[Task]:
Give a verbatim quotation of every record.

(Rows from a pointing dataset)
────

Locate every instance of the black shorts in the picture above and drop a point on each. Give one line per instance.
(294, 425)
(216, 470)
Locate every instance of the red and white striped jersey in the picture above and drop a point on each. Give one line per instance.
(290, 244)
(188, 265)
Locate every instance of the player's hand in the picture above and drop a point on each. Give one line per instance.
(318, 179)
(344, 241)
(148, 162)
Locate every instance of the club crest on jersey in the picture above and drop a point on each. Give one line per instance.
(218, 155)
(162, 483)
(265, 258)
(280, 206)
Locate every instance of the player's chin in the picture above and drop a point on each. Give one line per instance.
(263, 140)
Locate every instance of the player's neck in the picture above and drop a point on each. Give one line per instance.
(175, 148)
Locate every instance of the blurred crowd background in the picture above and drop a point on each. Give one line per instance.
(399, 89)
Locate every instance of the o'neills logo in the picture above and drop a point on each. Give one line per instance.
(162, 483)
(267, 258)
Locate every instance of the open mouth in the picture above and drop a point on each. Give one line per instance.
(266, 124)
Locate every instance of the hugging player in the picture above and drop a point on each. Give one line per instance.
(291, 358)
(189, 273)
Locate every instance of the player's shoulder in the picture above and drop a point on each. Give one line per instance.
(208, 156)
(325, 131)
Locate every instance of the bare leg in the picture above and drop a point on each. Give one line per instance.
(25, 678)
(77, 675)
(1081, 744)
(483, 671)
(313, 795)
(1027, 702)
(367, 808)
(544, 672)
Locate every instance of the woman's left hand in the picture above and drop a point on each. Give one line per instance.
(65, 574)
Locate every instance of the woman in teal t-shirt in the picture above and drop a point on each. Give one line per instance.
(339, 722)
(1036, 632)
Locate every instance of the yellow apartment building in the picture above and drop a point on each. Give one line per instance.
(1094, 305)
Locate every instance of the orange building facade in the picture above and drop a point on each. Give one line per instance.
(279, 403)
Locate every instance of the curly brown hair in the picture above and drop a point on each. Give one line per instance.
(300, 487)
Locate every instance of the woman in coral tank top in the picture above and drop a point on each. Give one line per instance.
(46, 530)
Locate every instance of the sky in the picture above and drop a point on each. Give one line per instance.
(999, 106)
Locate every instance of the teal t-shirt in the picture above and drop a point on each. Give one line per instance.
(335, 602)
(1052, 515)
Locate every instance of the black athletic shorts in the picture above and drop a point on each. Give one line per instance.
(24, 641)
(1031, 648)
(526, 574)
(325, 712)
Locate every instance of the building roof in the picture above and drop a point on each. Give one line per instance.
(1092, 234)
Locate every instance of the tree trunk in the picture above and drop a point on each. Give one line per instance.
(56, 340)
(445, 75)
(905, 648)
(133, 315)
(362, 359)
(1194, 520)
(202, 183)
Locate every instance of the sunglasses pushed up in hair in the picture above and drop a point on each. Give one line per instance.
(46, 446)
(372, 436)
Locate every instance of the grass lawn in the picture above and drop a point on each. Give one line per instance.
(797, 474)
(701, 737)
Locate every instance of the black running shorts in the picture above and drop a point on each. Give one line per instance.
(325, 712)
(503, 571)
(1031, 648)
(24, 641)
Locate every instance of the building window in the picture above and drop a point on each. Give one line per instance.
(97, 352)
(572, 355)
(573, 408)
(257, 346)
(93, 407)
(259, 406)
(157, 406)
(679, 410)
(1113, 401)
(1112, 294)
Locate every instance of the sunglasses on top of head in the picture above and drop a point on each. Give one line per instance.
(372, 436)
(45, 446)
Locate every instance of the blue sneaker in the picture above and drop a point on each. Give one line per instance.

────

[The result]:
Locate every instance of the black shorts in the picture above and drop a point on each. Give one line per instance.
(294, 425)
(216, 470)
Locate every instance of the red and white striped jersey in the picture above and drop a point on each. Give one line per instance.
(290, 244)
(188, 265)
Locate every instance of the player's hand in the picture above and drop a point on each. Give one line per instance.
(318, 179)
(344, 241)
(148, 162)
Locate every instance of the club crest on jersey in the picture above and drop a point on each. Give one line per instance.
(218, 155)
(162, 483)
(265, 258)
(280, 206)
Locate every instance of the player's chin in the picture above and drop a point on each. Give one line per instance.
(263, 140)
Locate every instance of the player's neck in the picture above and drop a point on each. Give one line per instance.
(175, 148)
Locate every instance of the blurred crowd background in the picture above and drop a point on each. Give one line per instance.
(399, 89)
Locate every instance of the o'neills logo in the picture above and drop a point on each. Give one line per instance.
(162, 483)
(267, 258)
Locate every instance of the open mouth in the picture above and drop a point on each. Give one line per instance.
(266, 124)
Locate every instance of the hugging player in the picture above and drop a point on each. Give one line per instance.
(291, 358)
(189, 273)
Locate every instance of the player's shoulder in the picture above and drop a point on each. Give one line per instance.
(208, 156)
(325, 131)
Locate every instance of the bare leg in the picture above and drop a point on each. Give one line per instance.
(25, 678)
(77, 675)
(1081, 744)
(483, 671)
(313, 795)
(1027, 702)
(367, 808)
(544, 672)
Locate every instance of the woman's left hand in the picture above and drop a point on each. Give one line per instance.
(65, 574)
Locate every instance of the woman in teal t-shirt in the picture above and drop a point on each. Give one line per instance.
(339, 722)
(1036, 632)
Locate every instance of the yellow apartment building in the picture above and drop a point on each. Give one line per instance.
(1094, 305)
Locate every instance of the orange building facade in the picture above and drop a point on each. Give one line per instance.
(279, 403)
Locate every instance of the curly brown hair in the picture above and drop a point on each. Give one line per instance.
(300, 487)
Locate every instance of the woman in coral tank top in the picture above and drop a point on each. Give one line per instance.
(46, 530)
Locate every instance of the sky in the picture above and drop a point on each. Give one line per instance.
(999, 106)
Locate every instance of the teal t-shirt in the picture above and drop a point on each. Give one line per instance.
(335, 602)
(1052, 515)
Locate every instance of the black athletic shorts in the picture above and drop a point on each. Give one line per instance.
(24, 641)
(1031, 648)
(526, 574)
(325, 712)
Locate every instance of the building roof in the picture above and drop a point on each. Give one line per instance.
(1092, 234)
Locate every instance of the tree trunk in the picture above and drop a point on each. Give one line per instance.
(56, 340)
(445, 75)
(905, 648)
(133, 315)
(362, 359)
(1194, 520)
(202, 183)
Locate every instance of the sunglasses pushed up in hair in the picture above and drop a point on each. Give one line per instance.
(46, 446)
(372, 436)
Locate every instance of the grass lawn in the picture above and drop a point on each. Give one line per instance.
(797, 474)
(701, 737)
Locate every instance of the black running shorts in the picture above and drop a point on each. Give one line per instance.
(325, 712)
(503, 571)
(1031, 648)
(24, 641)
Locate every instance of the building window in the picture above and drop a point on each. Give one line per instance.
(97, 352)
(572, 355)
(573, 408)
(257, 346)
(93, 407)
(259, 406)
(157, 406)
(679, 410)
(1113, 401)
(1112, 294)
Locate every instance of the sunglasses on top of head in the picture above and drop a point on each. Give one line per instance.
(372, 436)
(45, 446)
Locate every instance of the blue sneaker in the picture above and drop a point on each. Give one line per instance.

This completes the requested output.